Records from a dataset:

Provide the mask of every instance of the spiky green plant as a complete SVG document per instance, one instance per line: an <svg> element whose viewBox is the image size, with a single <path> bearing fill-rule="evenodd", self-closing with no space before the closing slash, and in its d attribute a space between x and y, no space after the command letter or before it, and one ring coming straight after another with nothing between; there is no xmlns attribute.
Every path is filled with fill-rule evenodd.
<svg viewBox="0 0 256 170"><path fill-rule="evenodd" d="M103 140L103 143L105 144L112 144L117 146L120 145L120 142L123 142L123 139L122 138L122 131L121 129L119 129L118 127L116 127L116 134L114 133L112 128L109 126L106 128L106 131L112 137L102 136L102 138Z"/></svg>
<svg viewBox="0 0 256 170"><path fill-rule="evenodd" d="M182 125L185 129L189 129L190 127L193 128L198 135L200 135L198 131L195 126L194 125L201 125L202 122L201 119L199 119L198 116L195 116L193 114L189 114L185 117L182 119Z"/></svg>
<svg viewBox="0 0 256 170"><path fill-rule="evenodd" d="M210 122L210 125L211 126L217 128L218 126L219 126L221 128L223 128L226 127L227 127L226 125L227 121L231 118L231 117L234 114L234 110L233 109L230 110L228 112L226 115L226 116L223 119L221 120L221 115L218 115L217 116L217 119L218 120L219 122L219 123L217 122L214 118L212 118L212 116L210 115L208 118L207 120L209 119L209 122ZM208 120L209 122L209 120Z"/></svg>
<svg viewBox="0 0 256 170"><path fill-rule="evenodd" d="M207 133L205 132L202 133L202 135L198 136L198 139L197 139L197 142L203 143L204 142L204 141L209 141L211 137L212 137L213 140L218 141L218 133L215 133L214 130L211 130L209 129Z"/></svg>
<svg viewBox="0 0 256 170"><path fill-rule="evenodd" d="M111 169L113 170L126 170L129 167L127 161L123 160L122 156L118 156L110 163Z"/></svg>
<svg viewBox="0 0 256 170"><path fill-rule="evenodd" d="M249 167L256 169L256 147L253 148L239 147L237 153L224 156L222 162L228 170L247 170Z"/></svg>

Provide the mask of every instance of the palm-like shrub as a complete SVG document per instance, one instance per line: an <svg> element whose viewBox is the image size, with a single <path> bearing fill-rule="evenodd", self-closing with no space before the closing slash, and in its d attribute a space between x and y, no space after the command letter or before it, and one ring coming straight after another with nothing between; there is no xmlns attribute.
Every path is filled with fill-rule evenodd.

[EXERCISE] Please rewrite the stretch from the start of the records through the line that contains "133L205 132L202 133L202", changing "spiky green plant" to "prickly green plant" and leaving everything else unchanged.

[FINAL ANSWER]
Provide the mask of every instance of the prickly green plant as a complete SVG document per instance, one instance per line: an <svg> element whose viewBox is the image size, with a single <path> bearing fill-rule="evenodd", self-closing with no space before the closing slash, and in its d attribute a space between x and y, no space after the command letter or before it, and one ring coming straight after another with nothing between; there is no xmlns attribute.
Every path is filled with fill-rule evenodd.
<svg viewBox="0 0 256 170"><path fill-rule="evenodd" d="M103 140L103 143L105 144L112 144L117 146L120 145L120 142L123 142L123 139L122 138L122 131L121 129L119 129L118 127L116 127L116 134L114 133L112 128L109 126L106 128L106 131L112 137L102 136L102 138Z"/></svg>
<svg viewBox="0 0 256 170"><path fill-rule="evenodd" d="M182 125L185 129L189 129L190 127L193 128L198 135L200 135L198 131L195 126L194 125L201 125L202 122L201 119L199 119L198 116L195 116L193 114L189 114L185 117L182 119Z"/></svg>
<svg viewBox="0 0 256 170"><path fill-rule="evenodd" d="M210 122L210 125L211 126L217 128L218 126L219 126L221 128L223 128L226 127L227 127L226 125L227 121L231 118L231 117L234 114L234 110L233 109L230 110L228 112L226 115L226 116L223 119L221 120L221 115L218 115L217 116L217 119L218 120L219 122L219 123L217 122L214 118L212 118L212 116L210 115L208 118L207 120L209 119L209 122ZM208 120L209 122L209 120Z"/></svg>
<svg viewBox="0 0 256 170"><path fill-rule="evenodd" d="M207 133L205 132L202 133L202 135L198 136L198 139L197 139L197 142L203 143L204 142L204 141L209 141L211 137L212 137L213 140L218 141L218 133L215 133L214 130L211 130L209 129Z"/></svg>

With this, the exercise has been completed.